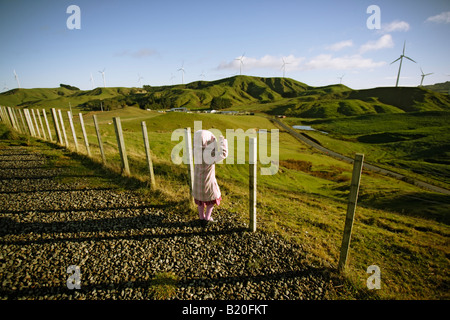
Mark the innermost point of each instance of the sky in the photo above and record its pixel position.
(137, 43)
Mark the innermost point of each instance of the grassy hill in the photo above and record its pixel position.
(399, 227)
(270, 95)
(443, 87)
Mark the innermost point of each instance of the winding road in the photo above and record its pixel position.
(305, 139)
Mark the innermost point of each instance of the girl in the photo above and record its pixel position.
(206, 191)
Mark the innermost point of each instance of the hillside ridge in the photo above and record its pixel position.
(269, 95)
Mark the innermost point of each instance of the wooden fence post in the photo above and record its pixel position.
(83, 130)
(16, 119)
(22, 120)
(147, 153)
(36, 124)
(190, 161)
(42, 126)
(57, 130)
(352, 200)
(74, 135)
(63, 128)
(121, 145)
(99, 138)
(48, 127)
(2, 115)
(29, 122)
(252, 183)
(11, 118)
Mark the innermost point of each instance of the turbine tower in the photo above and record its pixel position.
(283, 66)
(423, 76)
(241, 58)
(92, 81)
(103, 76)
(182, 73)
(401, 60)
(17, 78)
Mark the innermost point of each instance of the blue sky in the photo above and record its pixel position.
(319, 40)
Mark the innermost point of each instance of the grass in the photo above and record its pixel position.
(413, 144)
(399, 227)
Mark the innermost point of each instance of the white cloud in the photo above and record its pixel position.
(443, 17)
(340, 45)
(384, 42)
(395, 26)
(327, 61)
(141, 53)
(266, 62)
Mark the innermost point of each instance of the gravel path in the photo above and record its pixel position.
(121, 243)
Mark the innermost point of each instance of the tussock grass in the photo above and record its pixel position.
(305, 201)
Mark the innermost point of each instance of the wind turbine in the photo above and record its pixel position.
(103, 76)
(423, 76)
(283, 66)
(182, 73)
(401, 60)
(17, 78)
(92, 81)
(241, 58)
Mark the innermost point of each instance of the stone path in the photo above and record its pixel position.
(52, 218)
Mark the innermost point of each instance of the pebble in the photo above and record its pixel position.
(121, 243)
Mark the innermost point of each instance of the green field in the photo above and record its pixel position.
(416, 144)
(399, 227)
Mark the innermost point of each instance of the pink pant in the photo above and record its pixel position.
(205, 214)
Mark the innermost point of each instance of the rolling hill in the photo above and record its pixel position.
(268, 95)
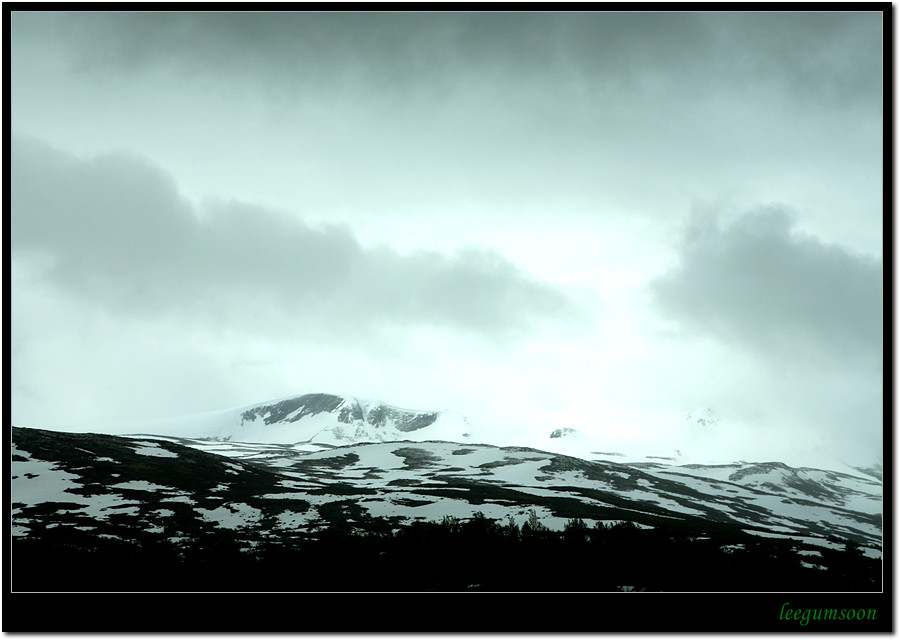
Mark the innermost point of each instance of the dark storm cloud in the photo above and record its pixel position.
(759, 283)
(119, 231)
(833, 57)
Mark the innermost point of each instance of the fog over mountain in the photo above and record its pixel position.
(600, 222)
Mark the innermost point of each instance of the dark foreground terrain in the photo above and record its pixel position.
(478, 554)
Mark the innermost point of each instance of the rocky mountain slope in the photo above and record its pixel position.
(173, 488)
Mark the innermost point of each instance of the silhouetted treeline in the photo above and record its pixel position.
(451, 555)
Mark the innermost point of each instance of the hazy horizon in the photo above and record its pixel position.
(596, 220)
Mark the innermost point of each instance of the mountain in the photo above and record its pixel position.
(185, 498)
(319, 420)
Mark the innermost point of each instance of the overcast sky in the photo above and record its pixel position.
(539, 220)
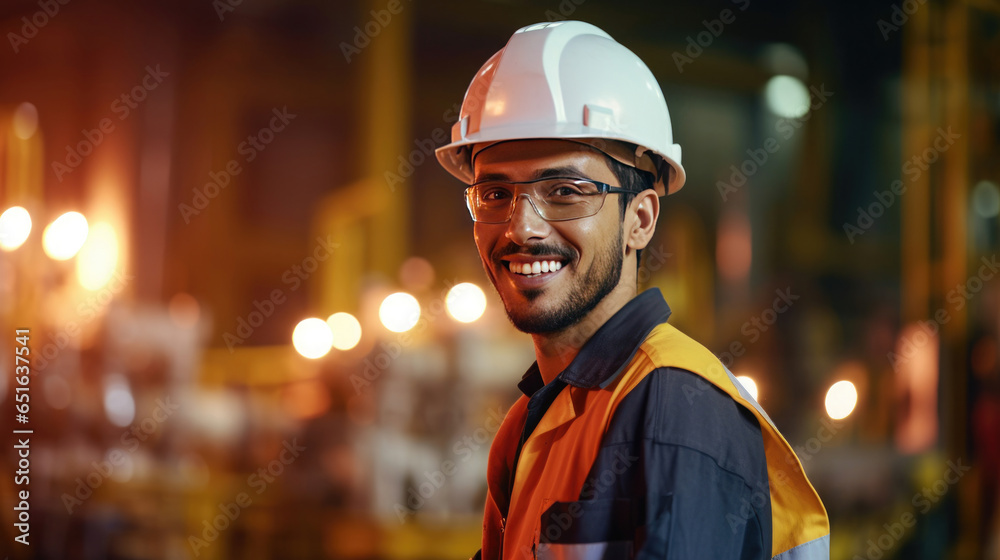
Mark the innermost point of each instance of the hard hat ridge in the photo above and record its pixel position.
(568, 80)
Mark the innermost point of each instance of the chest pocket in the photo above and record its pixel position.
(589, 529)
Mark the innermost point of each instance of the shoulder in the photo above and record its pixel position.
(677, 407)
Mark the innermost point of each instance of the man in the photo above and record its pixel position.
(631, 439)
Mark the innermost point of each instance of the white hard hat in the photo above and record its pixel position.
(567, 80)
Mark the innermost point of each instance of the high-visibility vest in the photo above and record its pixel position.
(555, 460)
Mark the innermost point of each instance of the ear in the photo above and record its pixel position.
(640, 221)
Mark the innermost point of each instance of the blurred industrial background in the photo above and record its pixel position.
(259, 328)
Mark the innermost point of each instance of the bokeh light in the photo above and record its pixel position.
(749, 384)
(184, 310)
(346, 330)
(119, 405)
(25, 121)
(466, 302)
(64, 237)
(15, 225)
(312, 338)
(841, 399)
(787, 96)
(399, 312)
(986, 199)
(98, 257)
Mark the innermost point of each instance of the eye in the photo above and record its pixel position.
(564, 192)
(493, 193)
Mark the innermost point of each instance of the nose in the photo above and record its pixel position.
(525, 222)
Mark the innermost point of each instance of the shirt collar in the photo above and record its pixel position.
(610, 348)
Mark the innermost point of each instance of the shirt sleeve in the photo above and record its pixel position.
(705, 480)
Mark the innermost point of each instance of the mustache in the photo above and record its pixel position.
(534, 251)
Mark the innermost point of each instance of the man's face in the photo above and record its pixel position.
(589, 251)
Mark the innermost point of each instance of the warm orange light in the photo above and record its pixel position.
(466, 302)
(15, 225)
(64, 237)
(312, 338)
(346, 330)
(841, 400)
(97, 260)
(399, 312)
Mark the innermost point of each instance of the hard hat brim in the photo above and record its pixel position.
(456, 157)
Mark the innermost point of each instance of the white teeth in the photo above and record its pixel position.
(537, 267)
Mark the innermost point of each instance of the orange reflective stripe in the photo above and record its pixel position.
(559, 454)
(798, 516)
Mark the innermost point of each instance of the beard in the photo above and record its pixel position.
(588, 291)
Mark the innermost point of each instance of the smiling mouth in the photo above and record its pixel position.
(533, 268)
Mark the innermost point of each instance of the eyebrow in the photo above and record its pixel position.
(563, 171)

..........

*Set problem*:
Write out each entry exactly as given, omitting any picture.

*Response*:
Mark the innermost point of each instance of the sky in the photo above and record its pixel position.
(137, 43)
Mark the innermost point of each instance of the grassy hill in the photo above and record its pixel position.
(399, 227)
(270, 95)
(443, 87)
Mark the innermost point of each instance of the winding road in the photo above and record its pixel position.
(305, 139)
Mark the innermost point of each instance of the girl in the photo above and record its pixel position.
(206, 191)
Mark the innermost point of each instance of the hillside ridge in the photo above and record its pixel position.
(269, 95)
Mark the innermost point of each instance of the wooden fence post in the photo above and record its pixel position.
(83, 130)
(16, 119)
(22, 120)
(147, 153)
(36, 124)
(190, 161)
(42, 126)
(57, 130)
(352, 200)
(74, 135)
(63, 128)
(121, 145)
(99, 138)
(48, 127)
(2, 115)
(29, 122)
(252, 183)
(11, 118)
Mark the innermost point of each instance of the turbine tower in the photo above and record its pixel position.
(283, 66)
(423, 76)
(241, 58)
(92, 81)
(103, 76)
(182, 73)
(401, 60)
(17, 78)
Mark the innermost point of each instance of the blue sky in the photo above and record its pixel position.
(319, 40)
Mark the innermost point of each instance of the grass in the photo above and record its pixel position.
(413, 144)
(399, 227)
Mark the innermost point of each instance of the white cloud in the photo above and record its pixel position.
(443, 17)
(340, 45)
(384, 42)
(395, 26)
(327, 61)
(141, 53)
(266, 62)
Mark the innermost point of each instance of the gravel path in the photo above and record its pixel position.
(121, 243)
Mark the innermost point of each instance of the tussock grass in the photo above and record its pixel position.
(305, 201)
Mark the innermost point of each instance of the wind turbine in the photo above and record its pixel position.
(103, 76)
(423, 76)
(283, 66)
(182, 73)
(401, 60)
(17, 78)
(92, 81)
(241, 58)
Mark the innermost point of each instance of the stone path in the photo above and record its pixel position.
(52, 218)
Mark the innermost point of each instance of the pebble in the photo above and record its pixel position.
(121, 243)
Mark the innermost point of each instance of the green field in the photo above and record its pixel position.
(416, 144)
(399, 227)
Mark the innermost point of each instance of the pink pant in the photo above and record its pixel position.
(205, 214)
Mark the innermost point of each instance of the rolling hill in the photo above and record its pixel position.
(268, 95)
Mark the innermost point of each instance of the dark storm cloud in the photo above and record its pixel position.
(759, 283)
(119, 231)
(833, 57)
Mark the innermost point of each instance of the fog over mountain in the photo above and record its pixel position.
(600, 222)
Mark the innermost point of each instance of the dark foreground terrain in the photo above and record its pixel position.
(478, 554)
Mark the innermost point of each instance of the rocky mountain slope in the photo above and record its pixel position.
(173, 488)
Mark the innermost point of each instance of the silhouetted treeline in the photo above and record its pixel position.
(451, 555)
Mark the innermost point of each instance of the hazy horizon in the photo above and record its pixel position.
(596, 220)
Mark the innermost point of each instance of the mountain in the photo above and record its pixel position.
(185, 498)
(319, 420)
Mark the innermost point of each instance of the overcast sky in the photo above and record its pixel position.
(539, 220)
Mark the innermost point of each instance of the hard hat ridge in the photo above and record its pixel position.
(568, 80)
Mark the innermost point of each instance of the chest pocket in the photo above and record its pixel position.
(589, 529)
Mark the innermost point of each instance of the shoulder in the photo above and record its pixel position.
(677, 407)
Mark the innermost point of each instance of the man in the photo above and record its pixel position.
(631, 439)
Mark the innermost point of each instance of the white hard hat in the photo above and record its pixel position.
(567, 80)
Mark the innermost point of each instance of the high-visibility vest in the photo above and record its pixel position.
(555, 460)
Mark the innermost point of each instance of the ear in the photo above and record its pixel position.
(640, 221)
Mark the innermost point of each instance of the blurred industrial background in the photo above and record its pixel position.
(259, 328)
Mark the innermost point of each instance of the bokeh light in the photo above and record its pixel position.
(749, 384)
(184, 310)
(346, 330)
(119, 405)
(25, 121)
(466, 302)
(64, 237)
(15, 225)
(312, 338)
(841, 399)
(787, 96)
(399, 312)
(986, 199)
(98, 257)
Mark the innermost point of each instance of the eye in the photo above and record its pixel position.
(564, 192)
(493, 193)
Mark the innermost point of each instance of the nose in the photo above and record its pixel position.
(525, 222)
Mark the innermost point of each instance of the shirt collar in the photo above and record its pixel position.
(610, 348)
Mark the innermost point of each instance of the shirt sleeve in the photo above and record its pixel position.
(705, 480)
Mark the innermost point of each instance of the mustache in the photo above and record its pixel position.
(534, 251)
Mark the innermost point of each instance of the man's face in the photo above and record its pixel position.
(589, 251)
Mark the innermost point of each instance of the warm orange light in the photo above and record its pixel position.
(466, 302)
(15, 225)
(64, 237)
(312, 338)
(346, 330)
(841, 400)
(97, 260)
(399, 312)
Mark the innermost point of each instance of the hard hat brim in the photo above and record its pixel position.
(456, 157)
Mark the innermost point of each instance of the white teeth in the photo above and record its pixel position.
(537, 267)
Mark the innermost point of each instance of the orange reflective stripe in the photo above and record its pixel position.
(559, 454)
(798, 516)
Mark the innermost point of each instance of the beard in the photo above and record its pixel position.
(588, 291)
Mark the innermost point of each instance of the smiling mouth in the photo above and record its pixel position.
(533, 268)
Mark the innermost point of each instance of the eyebrow in the photo above and record its pixel position.
(563, 171)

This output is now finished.